EXCERPT TO READ:
========================================
From: Andrew Babb <andrewb_at_mail.com>
Date: Fri, 14 May 1999 09:16:31 +0800
Message-ID: <373B796E.9FEAE3A7@mail.com>


Hi Richard,

The first thing you need to know, is where is the corruption!

If the block corruption is in unused space, then you could try and create a DO_NOT_DELETE table over the bad blocks, If the corruption is associated with an index, the you could drop the index, create the DO_NOT_DELETE object, and then recreate the index, If the corruption is associated with a table, then you have a problem (obviously). First you need to try and export the data using standard exp, but this will probably fail, so you then need to try the hidden parameter that allows the database to skip a bad block (check with Oracle for the parameter, a hint "it's hidden aka underscore), and then re perform the export.

You will need the table with the corruption, and if you are intending to recreate the tablespace, then you also need all other objects.
========================================
WHAT YOU WILL DO:
1. Decide whether each statement agrees with the block corruption message, answering yes or no and quoting the words that settle it: (a) For corruption tied to an index, the message suggests dropping and later recreating the index. (b) The message expects a standard export of a corrupted table to succeed. (c) To recreate the tablespace, only the table with the corruption is needed.
2. Write the next part of the block corruption message, starting after its final sentence.
The rows that come next are separate material, apart from the block corruption message.

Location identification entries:
========================================
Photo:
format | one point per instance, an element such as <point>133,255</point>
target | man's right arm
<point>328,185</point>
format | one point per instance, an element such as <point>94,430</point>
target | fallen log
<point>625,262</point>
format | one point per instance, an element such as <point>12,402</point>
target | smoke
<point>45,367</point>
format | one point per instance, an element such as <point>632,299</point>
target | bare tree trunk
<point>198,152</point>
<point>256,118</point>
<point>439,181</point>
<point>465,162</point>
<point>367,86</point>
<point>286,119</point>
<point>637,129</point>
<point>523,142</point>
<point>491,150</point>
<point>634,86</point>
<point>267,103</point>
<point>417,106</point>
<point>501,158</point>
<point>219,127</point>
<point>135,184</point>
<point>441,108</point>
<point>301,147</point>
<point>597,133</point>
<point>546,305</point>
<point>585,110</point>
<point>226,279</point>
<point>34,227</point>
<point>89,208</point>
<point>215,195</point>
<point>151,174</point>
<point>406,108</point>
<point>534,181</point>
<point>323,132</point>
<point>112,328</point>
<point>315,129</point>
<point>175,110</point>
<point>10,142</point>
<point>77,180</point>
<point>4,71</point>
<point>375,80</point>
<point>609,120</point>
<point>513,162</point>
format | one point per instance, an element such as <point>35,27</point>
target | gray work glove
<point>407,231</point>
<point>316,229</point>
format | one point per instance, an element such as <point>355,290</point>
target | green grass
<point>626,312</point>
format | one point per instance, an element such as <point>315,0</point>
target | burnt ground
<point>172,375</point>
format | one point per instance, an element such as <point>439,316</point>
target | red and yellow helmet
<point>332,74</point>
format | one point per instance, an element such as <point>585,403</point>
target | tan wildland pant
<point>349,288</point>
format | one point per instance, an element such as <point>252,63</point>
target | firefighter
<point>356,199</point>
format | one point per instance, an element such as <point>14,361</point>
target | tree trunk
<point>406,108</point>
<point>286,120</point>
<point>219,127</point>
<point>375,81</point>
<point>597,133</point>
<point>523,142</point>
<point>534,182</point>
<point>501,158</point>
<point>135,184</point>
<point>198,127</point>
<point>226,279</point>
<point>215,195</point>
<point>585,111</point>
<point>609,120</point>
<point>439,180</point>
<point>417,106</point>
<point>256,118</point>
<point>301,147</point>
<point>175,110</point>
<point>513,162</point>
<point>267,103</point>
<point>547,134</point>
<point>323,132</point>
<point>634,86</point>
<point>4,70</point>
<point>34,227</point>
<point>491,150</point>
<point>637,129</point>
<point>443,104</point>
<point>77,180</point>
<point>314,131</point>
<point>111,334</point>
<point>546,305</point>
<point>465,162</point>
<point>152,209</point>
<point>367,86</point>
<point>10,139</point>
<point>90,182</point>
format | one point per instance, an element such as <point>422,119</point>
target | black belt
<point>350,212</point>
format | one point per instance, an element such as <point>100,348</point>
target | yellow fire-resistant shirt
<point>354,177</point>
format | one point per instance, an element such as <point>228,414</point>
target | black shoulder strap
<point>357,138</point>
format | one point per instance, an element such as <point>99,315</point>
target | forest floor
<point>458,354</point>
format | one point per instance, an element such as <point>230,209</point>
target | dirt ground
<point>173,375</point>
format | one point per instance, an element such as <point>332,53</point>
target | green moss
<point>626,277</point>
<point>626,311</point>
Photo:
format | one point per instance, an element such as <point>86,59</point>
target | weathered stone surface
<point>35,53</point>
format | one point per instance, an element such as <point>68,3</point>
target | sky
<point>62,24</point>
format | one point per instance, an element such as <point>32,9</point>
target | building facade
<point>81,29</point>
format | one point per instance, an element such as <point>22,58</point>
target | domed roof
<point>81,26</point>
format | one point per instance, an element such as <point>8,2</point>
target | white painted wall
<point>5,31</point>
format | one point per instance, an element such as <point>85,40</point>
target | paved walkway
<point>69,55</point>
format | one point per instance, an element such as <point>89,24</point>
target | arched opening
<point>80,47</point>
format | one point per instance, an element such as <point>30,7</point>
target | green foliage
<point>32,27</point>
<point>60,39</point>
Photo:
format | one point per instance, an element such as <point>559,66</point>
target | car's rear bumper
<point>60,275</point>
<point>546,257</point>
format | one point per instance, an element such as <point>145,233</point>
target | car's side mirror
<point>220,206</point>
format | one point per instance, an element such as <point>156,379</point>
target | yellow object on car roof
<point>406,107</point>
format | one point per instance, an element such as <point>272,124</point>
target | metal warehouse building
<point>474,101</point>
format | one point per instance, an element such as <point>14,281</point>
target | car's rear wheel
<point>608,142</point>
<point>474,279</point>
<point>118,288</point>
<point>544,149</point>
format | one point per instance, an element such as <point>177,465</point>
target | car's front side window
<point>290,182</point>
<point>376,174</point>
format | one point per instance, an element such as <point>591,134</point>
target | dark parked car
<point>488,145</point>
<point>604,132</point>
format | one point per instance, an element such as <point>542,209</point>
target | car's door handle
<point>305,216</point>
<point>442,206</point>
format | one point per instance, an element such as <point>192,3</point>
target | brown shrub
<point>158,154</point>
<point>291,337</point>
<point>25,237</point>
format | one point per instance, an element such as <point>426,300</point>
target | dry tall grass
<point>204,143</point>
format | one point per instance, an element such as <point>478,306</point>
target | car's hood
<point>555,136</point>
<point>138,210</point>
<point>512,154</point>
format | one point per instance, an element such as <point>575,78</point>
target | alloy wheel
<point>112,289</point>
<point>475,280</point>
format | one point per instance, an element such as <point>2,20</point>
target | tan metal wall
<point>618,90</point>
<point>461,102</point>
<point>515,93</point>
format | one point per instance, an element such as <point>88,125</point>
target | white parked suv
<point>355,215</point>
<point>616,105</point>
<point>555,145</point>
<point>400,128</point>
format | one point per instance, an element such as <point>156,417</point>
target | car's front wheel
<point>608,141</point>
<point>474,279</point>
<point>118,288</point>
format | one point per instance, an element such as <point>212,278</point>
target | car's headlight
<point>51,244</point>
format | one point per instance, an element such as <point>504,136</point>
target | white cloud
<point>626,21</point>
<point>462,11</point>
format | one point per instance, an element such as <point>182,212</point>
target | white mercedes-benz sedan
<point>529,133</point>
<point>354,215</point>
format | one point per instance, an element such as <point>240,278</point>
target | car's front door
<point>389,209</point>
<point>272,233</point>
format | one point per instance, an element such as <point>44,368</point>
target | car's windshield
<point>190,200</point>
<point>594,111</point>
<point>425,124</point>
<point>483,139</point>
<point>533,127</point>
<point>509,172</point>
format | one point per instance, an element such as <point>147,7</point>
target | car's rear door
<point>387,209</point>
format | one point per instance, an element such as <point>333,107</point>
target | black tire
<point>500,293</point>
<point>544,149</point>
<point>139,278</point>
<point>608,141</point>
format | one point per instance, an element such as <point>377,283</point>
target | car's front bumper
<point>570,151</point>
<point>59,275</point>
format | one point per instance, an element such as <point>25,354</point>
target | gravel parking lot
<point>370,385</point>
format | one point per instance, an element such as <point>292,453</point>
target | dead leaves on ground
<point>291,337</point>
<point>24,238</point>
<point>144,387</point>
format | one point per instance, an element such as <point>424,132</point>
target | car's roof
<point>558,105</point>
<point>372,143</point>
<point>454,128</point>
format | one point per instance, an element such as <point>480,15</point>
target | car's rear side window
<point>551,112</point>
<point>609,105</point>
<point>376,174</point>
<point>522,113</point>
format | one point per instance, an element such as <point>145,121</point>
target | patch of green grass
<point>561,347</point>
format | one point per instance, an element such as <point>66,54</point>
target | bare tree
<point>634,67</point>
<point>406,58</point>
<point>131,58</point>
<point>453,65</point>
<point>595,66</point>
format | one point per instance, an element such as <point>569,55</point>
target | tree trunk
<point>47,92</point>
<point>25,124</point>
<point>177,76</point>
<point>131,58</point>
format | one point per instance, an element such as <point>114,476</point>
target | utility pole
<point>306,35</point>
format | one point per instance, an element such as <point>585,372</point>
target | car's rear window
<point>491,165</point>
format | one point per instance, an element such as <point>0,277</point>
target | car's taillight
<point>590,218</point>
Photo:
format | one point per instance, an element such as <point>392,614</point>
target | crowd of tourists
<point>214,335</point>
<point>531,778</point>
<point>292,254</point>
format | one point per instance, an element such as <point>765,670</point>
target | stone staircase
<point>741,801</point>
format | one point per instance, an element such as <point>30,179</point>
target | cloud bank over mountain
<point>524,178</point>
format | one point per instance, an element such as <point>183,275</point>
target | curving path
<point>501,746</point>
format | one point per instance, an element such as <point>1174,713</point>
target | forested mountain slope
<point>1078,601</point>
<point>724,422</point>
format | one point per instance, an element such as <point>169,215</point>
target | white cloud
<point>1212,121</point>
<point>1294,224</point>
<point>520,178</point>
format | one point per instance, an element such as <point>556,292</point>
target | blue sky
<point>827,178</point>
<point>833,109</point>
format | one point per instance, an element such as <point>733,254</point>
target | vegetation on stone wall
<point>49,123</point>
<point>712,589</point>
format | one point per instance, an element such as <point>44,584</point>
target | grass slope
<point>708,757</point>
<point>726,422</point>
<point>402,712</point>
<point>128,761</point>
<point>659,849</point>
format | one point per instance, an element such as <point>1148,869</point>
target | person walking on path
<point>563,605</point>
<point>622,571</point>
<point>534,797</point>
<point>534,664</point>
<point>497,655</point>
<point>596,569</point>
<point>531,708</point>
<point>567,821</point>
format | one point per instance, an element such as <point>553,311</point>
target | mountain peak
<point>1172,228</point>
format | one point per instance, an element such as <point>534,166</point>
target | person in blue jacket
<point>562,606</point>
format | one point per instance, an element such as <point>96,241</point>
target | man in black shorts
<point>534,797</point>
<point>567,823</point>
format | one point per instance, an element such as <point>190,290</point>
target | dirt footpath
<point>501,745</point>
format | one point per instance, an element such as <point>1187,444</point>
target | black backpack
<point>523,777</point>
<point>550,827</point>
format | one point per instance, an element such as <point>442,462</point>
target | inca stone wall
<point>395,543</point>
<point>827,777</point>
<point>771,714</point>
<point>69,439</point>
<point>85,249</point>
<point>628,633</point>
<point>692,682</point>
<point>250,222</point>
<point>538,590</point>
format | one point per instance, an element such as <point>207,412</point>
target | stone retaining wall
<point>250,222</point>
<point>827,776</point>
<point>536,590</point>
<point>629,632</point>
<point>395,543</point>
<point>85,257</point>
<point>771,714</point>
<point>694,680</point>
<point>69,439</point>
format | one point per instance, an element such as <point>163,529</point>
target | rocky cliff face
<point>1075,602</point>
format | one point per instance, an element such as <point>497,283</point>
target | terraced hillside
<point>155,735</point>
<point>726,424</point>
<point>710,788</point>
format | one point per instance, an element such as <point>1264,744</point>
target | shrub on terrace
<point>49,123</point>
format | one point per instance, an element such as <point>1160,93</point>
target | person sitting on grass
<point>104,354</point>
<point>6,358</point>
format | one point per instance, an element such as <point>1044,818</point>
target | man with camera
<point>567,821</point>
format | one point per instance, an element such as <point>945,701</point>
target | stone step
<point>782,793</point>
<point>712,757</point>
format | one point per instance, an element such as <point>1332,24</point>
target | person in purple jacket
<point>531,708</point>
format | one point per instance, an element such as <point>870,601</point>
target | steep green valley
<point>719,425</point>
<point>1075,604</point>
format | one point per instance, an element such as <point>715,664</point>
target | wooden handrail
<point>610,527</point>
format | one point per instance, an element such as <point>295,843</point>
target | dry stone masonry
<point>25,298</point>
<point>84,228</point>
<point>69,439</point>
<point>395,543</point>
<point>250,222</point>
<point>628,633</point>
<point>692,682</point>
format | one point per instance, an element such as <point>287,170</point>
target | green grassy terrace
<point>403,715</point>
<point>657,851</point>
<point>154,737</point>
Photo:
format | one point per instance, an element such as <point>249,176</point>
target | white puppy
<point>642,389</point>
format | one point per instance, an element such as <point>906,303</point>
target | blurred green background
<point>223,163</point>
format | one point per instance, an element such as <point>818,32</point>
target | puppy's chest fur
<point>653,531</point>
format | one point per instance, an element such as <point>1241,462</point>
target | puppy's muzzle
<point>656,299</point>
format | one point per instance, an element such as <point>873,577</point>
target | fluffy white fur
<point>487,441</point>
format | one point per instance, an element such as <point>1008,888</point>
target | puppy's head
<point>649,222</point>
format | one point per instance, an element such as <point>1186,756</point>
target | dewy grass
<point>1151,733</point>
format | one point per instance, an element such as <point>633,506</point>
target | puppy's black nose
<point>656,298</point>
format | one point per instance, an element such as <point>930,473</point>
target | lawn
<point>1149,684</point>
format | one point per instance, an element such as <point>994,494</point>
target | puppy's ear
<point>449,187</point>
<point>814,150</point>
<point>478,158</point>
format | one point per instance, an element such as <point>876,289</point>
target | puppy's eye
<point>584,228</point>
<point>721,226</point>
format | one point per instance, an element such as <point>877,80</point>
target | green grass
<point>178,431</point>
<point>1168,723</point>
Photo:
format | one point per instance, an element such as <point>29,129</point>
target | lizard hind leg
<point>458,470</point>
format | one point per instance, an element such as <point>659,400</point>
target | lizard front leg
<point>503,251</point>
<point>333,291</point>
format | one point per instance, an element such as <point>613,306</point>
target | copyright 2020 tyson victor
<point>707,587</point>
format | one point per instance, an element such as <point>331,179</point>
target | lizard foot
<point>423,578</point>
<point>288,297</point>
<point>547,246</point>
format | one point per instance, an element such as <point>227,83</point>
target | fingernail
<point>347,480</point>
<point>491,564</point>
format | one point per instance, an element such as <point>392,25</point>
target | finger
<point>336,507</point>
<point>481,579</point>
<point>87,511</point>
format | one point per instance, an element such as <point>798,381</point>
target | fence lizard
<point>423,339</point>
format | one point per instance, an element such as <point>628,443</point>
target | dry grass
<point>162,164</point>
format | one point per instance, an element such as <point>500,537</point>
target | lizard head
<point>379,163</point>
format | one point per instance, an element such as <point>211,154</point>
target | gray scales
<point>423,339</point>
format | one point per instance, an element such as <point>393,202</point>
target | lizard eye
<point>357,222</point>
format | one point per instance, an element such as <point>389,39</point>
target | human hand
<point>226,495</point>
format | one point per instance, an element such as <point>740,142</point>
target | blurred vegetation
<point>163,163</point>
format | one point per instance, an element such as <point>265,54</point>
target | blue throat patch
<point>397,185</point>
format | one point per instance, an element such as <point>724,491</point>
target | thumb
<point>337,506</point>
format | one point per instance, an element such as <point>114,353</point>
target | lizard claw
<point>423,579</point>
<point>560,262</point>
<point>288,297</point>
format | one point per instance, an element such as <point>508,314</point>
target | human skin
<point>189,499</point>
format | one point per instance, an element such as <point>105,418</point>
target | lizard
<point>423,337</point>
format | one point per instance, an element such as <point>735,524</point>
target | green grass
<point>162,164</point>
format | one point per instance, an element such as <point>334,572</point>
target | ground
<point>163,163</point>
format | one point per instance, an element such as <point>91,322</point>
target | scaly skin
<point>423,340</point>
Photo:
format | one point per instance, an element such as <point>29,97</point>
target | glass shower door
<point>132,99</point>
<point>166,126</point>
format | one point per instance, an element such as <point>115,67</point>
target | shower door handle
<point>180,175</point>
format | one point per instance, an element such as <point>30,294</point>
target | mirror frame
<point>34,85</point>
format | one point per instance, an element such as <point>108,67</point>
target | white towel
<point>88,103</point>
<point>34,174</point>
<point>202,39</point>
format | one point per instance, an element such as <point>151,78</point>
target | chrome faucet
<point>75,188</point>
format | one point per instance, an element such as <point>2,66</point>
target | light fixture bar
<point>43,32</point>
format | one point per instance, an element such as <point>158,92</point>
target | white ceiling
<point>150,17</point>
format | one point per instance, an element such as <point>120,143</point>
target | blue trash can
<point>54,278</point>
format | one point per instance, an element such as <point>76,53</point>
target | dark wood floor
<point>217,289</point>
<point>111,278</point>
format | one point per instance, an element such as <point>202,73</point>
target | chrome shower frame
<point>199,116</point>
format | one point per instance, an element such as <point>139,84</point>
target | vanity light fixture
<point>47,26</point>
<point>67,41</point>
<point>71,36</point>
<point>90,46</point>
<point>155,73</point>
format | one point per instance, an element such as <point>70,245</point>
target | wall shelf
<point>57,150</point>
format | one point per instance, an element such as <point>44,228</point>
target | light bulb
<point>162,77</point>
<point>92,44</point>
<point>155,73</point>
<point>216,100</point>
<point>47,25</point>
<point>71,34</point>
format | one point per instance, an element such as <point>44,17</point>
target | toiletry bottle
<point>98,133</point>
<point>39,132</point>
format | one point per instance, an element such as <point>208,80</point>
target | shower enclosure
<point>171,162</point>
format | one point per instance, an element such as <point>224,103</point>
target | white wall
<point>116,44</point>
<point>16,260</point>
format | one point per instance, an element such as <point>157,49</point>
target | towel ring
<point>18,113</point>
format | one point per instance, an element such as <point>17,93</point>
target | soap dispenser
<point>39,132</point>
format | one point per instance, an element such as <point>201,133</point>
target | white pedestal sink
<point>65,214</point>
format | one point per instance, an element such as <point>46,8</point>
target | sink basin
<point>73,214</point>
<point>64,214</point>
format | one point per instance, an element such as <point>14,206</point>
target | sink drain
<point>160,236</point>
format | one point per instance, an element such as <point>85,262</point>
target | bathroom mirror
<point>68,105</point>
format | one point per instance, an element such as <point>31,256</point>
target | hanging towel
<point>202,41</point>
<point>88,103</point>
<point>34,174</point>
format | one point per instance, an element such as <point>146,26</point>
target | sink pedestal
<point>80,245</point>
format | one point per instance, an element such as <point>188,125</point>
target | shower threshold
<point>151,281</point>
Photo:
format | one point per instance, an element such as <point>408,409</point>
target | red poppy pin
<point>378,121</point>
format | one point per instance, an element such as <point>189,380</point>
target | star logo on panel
========================================
THE RESULTS:
1.
(a) Yes: "drop the index, create the DO_NOT_DELETE object, and then recreate the index"
(b) No: "but this will probably fail"
(c) No: "then you also need all other objects"

2.
The bad news though is trying to identify what has been corrupted, and what records have been left hanging without the corrupted parents, or even parents without the corrupted child. If you are running RI on the database then you can use the validate table options.

Good luck,
Andrew

BTW - To obtain the object that is corrupted, incase you don't know.

Take file_id and block_id reported by DBVerify and pass into this query.

select segement_name, segment_type, tablespace_name   from dba_extents
 where file_id = &file_id
   and &block_id between block_id and block_id + blocks;

Richard Creasey wrote:

> I'm need to correct two block corruptions indicated with DBVerify.
>
> I had two Veritas write errors on Raw files using fast I/O on Solaris
> 2.6
> that are used for Oracle Tablespaces which in turn create two errors
> when
> DBVerify was run against them.
>
> My question is... How you correct bad blocks?
>
> Thanks for any help.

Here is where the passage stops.